### Work instruction
Please return everything in the gymnast profiles from "McCallum, a native" down to "an Olympic berth.", copied word for word.

### Excerpt
- - -

Jordan Lucella Elizabeth Chiles is an artistic gymnast from the United States who won the Pacific Rim Championships on vault and floor exercise in 2018. She was born in Tualatin, Oregon, and has been a member of the United States women's national gymnastics team since 2013. She was named after Michael Jordan.

Chiles, 20, had almost quit gymnastics before she qualified for Tokyo this year. “When I watched the 2008 Olympics, I knew I wanted to be an Olympian,” Chiles said, according to Yahoo! Sports. “But I didn’t really understand the concept of how to do that.” Chiles, who was only seven in 2008, trained hard and skipped levels six and eight and turned elite at the age of 11, but she was four months too young to compete at the 2016 Olympic Trials. She waited five more years for Tokyo. “I just wasn’t in the right mindset,” Chiles explained to NBC in May. “I didn’t know if I wanted to do gymnastics anymore… I would cry and cry and cry, and nobody knew.” However, Chiles is eyeing gold in Tokyo this year, as she placed third at the Trials on Sunday.



 

Grace McCallum

Grace McCallum, 18, is an artistic gymnast and a five-time member of the US women's national gymnastics team. She was first added in 2018 and went on to become the Pan American and Pacific Rim individual all-around champion that year. She also became the 2018 Pan American uneven bars champion and was a member of the US gymnastics team that won gold at the 2018 and 2019 World Championships and the 2018 Pan American Championships.

McCallum, a native of Isanti, Minnesota, was a member of the United States National Team in 2018 and 2019, and despite suffering surgery earlier this year, she continued to improve in the months leading up to and during the Olympic Trials. She improved her first-day marks on vault and bars to move up to fourth place in the all-around, securing an Olympic berth.

- - -

### Provided data
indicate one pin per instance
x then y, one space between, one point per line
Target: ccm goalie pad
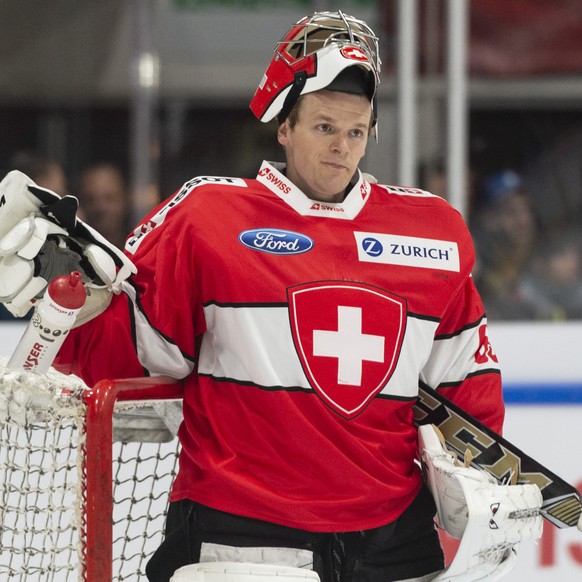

- - -

### Solution below
McCallum, a native of Isanti, Minnesota, was a member of the United States National Team in 2018 and 2019, and despite suffering surgery earlier this year, she continued to improve in the months leading up to and during the Olympic Trials. She improved her first-day marks on vault and bars to move up to fourth place in the all-around, securing an Olympic berth.